Выбранный отрывок -
Эль Греко оставил нам один незабываемый пейзаж — «Вид Толедо» (ил. 60) из музея Метрополитен в Нью-Йорке. Это подлинно экспрессионистическая работа, картина состояния души самого Эль Греко, который к моменту ее написания настолько сроднился с этим городом, что становится понятным, почему Баррес считал ее выражением духа Толедо, хоть нам и ясно, что художник другого темперамента, но столь же сильного воображения сумел бы убедить нас в подлинности совершенно иного по характеру Толедо. Это удивительное произведение — исключение из всех правил, оно чуждо духу искусства Средиземноморья, чуждо пейзажу XVII века. Оно гораздо ближе романтизму XIX столетия, при том что Тёрнер не столь болезненно впечатлителен, а Ван Гог менее изобретателен, и в поисках аналогии следует обратиться к музыке романтиков — к Листу и Берлиозу. И все же пейзажи Эль Греко, как и все его творчество, представляют собой сложное сочетание византийских традиций и машинерии маньеризма. Одна из самых ранних его картин (около 1570) — пейзаж, в котором он откровенно использует стилизованные скалы византийской иконографии (ил. 61). Одна из последних (около 1610) — панорама Толедо в Casa Greco[29], представляющая собой типичный образец романтической картографии маньеризма, вплоть до таких атрибутов, как речное божество и карта, хотя художник и придал картине всеохватывающую ритмическую жизнь, отличающую ее от работ Эйтенса и прочих топографов-поденщиков того времени.
Композиционная схема маньеризма подготовила почву для одного из величайших пейзажистов — Питера Пауля Рубенса. Разумеется, его нельзя ставить в один ряд с художниками, которых мы только что рассматривали. Тинторетто едва ли стал бы тратить время на точную зарисовку формы одного-единственного листа, тогда как рубенсовские рисунки с натуры — в ряду самых чутких и внимательных штудий, когда-либо созданных. Куманика, покрывающая мертвый ствол и прорисованная до мельчайших подробностей, причудливо переплетенные заросли ивняка — все это передано с большой достоверностью и выглядит очень естественно. Среди рисунков Рубенса есть такие, что по тонкости передачи атмосферы могли бы встать в один ряд с рисунками Тёрнера, Моне и с живописью династии Сун; их отличает лишь большая жизненная энергия. И хотя эта изумительная мощь в фиксации деталей природы часто передавалась и в картинах Рубенса, его нельзя назвать живописцем реальности. Конечно, его пейзажи не подпадают под обвинение в «банальности изображения конкретного места», высказанное Фюзели. Нет в них ни литературности, ни оглядки на золотой век, который я назвал «веком Вергилия». Поэтому они и появляются в настоящей главе, при том что слово «фантазия» слишком слабо для описания их образного богатства и теплоты.

Данные для анализа -
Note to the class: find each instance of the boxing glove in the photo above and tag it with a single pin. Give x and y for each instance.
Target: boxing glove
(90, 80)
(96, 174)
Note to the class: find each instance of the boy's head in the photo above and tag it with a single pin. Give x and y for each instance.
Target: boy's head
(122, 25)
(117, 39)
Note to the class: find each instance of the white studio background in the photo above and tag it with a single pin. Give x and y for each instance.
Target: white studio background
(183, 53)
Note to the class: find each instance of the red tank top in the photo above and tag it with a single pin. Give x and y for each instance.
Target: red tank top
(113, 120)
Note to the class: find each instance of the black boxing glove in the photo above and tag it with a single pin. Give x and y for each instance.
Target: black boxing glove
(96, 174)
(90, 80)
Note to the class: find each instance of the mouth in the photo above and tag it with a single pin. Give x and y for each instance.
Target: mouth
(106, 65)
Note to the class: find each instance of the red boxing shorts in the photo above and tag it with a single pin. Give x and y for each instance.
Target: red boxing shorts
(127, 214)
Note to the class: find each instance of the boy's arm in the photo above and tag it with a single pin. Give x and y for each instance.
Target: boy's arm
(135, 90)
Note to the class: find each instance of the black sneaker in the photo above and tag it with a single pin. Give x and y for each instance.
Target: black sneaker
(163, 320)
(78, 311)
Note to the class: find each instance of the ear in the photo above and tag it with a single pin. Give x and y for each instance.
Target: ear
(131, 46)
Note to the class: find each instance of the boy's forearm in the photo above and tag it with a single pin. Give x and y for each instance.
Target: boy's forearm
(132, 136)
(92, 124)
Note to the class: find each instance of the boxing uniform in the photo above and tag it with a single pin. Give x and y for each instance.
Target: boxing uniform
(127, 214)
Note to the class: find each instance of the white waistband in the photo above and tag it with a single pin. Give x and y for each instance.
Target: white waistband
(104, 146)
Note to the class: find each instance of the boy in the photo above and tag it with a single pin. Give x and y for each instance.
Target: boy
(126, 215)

Условие задания -
Проверьте, согласуется ли каждое утверждение с выбранным отрывком. Для каждого ответьте «да» или «нет» и приведите дословно слова отрывка, которые это решают.
1. Картина «Вид Толедо» находится в музее Метрополитен в Нью-Йорке.
2. Панорама Толедо в Casa Greco входит в число самых ранних картин Эль Греко.
3. Рубенса можно назвать живописцем реальности.

Ответ на задание -
1. Да: «„Вид Толедо“ (ил. 60) из музея Метрополитен в Нью-Йорке».
2. Нет: «Одна из последних (около 1610) — панорама Толедо в Casa Greco».
3. Нет: «его нельзя назвать живописцем реальности».